▸ Source records
+++

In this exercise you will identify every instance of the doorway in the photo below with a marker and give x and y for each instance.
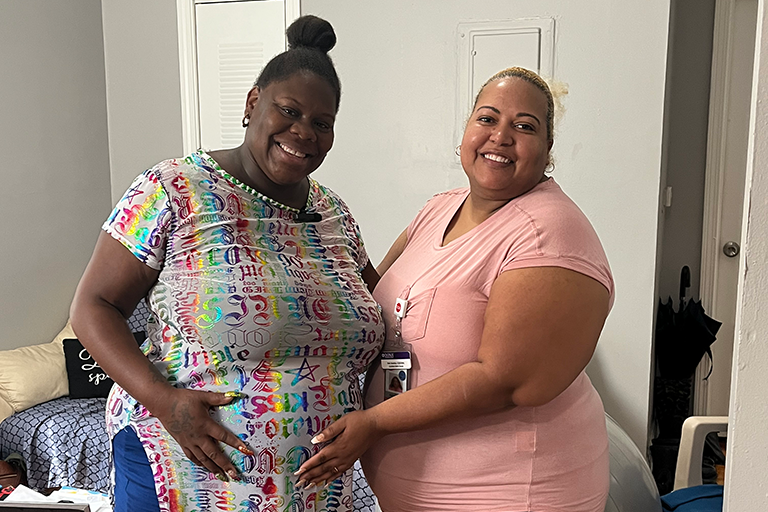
(730, 96)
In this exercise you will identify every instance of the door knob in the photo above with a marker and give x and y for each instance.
(731, 249)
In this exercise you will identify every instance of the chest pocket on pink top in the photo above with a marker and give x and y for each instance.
(417, 315)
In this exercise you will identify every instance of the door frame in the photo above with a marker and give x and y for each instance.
(190, 111)
(714, 177)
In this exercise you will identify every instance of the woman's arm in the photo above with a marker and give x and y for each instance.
(394, 252)
(540, 330)
(113, 283)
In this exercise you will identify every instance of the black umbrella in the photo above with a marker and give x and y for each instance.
(683, 336)
(682, 339)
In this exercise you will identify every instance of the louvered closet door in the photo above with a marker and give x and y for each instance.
(234, 42)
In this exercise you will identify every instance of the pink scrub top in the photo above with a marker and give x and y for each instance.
(548, 458)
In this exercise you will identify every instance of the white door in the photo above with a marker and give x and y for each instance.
(727, 161)
(234, 42)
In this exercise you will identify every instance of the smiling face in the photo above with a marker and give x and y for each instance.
(505, 146)
(290, 130)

+++

▸ Work to be completed
Write the records out once more, exactly as they appear, with no pictures.

▸ Result
In this exercise you will identify every instance of the doorway in the photo below with a marker and give x and y for each instance.
(730, 96)
In this exercise you will identify every instance of the door knob in the photo above with a marker and give x and y for each instance.
(731, 249)
In this exercise you will identify every instance of the chest pocket on pink top in the photo above with a marker and give x and y for each instance.
(417, 315)
In this exercise you will identify every instance of the door frame in the photo above with a marker and give x and y for each instance.
(190, 111)
(714, 177)
In this exercise you will identify every instance of the woman's arm in the photo above with a marker and give x and y for each instance.
(394, 252)
(540, 330)
(113, 283)
In this exercise you will identify every instance of the black umbrella in the photo above with a marker and give x and y for each instance.
(683, 336)
(682, 339)
In this exercise you will identify every instance of the louvered closet door in the photo above with a marker and give x and y for each instance.
(234, 42)
In this exercise you will identify every instance of the pink scrub top in the photo above with a marker and give x and y for each instance.
(548, 458)
In this exercise you will identify every instance of the white door in the photo above with a marker and give x and y for each instance.
(727, 161)
(234, 42)
In this exercise you will identify every instance of the smiling face in the photo above with a marker and give x and y for each instance.
(505, 146)
(290, 130)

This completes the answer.